Our time series ranged in length from 15 to 20 years and were too short to evaluate models with interactions among the covariates of a given hypothesis or models containing covariates from different hypotheses. A complete list of the 21 models examined per population is available in Table S2 (Supporting information). We then evaluated the relative performance of each model in the candidate model set (including the null model) by means of AICc values. The model with the lowest AICc value was considered to be the best one, representing the best compromise between overfitting because of too many parameters and bias because of too few parameters (Burnham & Anderson 2002). Based on AICc values, we calculated Akaike weights, which indicate how well each model in the set of candidate models is supported by the data, and evidence ratios, which indicate the likelihood of one particular model being better supported by the data than another model (Burnham & Anderson 2002). Finally, to account for model selection uncertainty (Burnham & Anderson 2002), regression coefficients and associated standard errors (SE) were averaged based on Akaike weights of those models from the 21 candidate models per population that contained the covariate of interest.

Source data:
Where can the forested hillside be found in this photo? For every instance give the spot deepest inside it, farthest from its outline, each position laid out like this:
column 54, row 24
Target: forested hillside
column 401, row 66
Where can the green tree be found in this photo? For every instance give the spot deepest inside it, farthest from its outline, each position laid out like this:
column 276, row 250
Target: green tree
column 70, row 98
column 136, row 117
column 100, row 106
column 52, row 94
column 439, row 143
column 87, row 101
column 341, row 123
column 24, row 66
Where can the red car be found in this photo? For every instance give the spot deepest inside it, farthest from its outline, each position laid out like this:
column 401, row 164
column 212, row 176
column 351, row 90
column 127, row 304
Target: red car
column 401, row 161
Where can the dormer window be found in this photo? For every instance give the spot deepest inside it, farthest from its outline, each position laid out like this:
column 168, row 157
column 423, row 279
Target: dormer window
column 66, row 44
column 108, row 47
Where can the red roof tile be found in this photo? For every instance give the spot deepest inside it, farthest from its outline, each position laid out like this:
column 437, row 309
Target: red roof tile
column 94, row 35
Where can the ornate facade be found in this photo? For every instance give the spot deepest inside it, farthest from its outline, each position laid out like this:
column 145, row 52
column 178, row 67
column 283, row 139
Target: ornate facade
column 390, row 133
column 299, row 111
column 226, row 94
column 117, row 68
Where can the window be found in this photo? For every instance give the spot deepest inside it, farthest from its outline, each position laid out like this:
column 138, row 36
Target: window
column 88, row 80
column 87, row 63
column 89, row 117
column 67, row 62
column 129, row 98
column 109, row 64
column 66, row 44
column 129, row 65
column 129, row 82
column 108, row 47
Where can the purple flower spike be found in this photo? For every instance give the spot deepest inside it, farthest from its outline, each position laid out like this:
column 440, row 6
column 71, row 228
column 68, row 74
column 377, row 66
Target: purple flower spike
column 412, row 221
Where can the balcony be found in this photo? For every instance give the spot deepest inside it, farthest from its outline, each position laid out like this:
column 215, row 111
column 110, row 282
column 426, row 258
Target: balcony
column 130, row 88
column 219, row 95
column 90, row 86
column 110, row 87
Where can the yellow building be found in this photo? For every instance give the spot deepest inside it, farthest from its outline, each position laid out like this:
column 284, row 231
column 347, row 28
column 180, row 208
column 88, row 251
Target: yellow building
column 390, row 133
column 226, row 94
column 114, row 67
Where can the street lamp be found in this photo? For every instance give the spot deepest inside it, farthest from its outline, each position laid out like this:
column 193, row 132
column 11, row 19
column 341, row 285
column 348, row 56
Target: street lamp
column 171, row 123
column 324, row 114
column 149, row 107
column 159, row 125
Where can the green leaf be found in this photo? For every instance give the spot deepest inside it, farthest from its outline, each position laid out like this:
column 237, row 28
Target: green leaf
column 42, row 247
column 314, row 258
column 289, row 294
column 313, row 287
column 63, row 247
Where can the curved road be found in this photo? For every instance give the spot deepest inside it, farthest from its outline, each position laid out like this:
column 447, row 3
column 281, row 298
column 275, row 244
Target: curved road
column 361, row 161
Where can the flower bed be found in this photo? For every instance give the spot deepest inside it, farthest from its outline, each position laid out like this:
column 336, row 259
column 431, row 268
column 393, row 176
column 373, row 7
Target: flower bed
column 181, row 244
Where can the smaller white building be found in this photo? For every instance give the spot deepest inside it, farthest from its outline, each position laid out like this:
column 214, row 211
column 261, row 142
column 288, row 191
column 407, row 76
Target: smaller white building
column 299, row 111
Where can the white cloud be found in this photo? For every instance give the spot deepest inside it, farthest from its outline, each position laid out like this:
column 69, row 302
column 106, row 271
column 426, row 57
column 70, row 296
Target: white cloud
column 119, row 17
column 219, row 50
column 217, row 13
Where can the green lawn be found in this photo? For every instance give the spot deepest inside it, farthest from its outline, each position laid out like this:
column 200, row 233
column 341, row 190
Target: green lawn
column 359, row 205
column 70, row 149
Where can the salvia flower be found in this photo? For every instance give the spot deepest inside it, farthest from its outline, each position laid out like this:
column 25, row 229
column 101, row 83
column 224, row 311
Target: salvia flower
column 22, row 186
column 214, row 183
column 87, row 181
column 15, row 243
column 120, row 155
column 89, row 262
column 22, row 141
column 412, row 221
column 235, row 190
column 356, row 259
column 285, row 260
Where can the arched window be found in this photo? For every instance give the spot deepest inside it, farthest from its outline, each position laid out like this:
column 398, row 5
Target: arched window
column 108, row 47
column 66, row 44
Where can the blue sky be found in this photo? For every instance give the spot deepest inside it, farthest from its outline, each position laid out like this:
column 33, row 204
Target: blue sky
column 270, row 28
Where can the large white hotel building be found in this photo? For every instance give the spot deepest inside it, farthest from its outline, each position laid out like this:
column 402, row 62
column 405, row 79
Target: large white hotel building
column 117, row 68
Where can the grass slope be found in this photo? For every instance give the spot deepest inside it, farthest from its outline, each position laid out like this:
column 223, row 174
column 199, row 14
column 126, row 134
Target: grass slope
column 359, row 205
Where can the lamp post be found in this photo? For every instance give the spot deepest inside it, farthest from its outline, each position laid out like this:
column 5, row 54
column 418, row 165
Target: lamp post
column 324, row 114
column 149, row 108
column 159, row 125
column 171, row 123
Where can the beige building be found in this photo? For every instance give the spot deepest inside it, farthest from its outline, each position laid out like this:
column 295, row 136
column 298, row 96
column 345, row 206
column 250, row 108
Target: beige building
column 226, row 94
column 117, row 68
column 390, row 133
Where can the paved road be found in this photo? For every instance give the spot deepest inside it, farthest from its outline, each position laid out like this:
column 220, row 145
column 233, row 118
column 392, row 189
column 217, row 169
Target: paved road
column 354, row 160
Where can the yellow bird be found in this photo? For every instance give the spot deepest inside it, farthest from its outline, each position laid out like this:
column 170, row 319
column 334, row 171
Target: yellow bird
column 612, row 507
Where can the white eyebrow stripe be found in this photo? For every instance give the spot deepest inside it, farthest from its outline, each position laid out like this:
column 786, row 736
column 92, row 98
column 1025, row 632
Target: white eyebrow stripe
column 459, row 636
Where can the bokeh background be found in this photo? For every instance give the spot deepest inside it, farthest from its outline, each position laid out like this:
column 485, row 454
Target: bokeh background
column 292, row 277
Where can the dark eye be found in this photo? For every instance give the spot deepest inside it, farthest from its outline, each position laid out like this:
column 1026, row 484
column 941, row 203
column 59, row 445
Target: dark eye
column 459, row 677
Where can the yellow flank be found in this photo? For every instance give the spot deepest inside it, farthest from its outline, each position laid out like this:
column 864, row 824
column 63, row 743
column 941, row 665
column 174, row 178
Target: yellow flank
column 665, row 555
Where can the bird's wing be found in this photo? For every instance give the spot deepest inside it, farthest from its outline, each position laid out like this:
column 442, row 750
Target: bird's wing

Challenges:
1) In the passage on model selection, which model was treated as the best one?
2) Resume the passage on model selection, starting after its last sentence.
These records were drawn from a separate source.

Written responses:
1) The model with the lowest AICc value.

2)
State-space models of the form presented previously are complex and data-hungry (Dennis et al. 2006). The time series available were comparatively short (Fig. 1), which may have rendered σ2 and τ2 not separately estimable (Knape 2008). The use of a model too complex for the data may thus impair our ability to detect effects of the environmental covariates. Therefore, we additionally evaluated the hypotheses on the basis of the simple Gompertz model (Eqn 2, hereafter sG model), which does not account for sampling variance (see Dennis & Otten 2000 for a similar application of the Ricker model). Parameters (a, c, σ2 and those of the environmental covariates) were obtained through ML estimation (PROC MIXED). Model selection was conducted as described for the GSS model, with the null model now being the sG model, to which environmental covariates were added.
Similarly, because of the relatively limited data at hand, we did not investigate joint density dependence across populations (Dennis, Kemp & Taper 1998), which would have required additional parameters to be estimated.
Approximate 95% confidence intervals for the parameters a, c, σ2 and τ2 of the GSS model and the parameters a, c and σ2 of the sG model were computed from likelihood profiles (Lindén & Knape 2009). These were obtained by calculating the log-likelihoods for a sequence of user-specified values of each parameter while fixing the values of the remaining parameters to their respective ML estimate. The 95% confidence interval then consists of the parameter values for which the log-likelihood ≥ maximum log-likelihood − 3·84/2 = maximum log-likelihood − 1·92 (Stryhn & Christensen 2003). Profile likelihood computations were performed in R (R Development Core Team 2008).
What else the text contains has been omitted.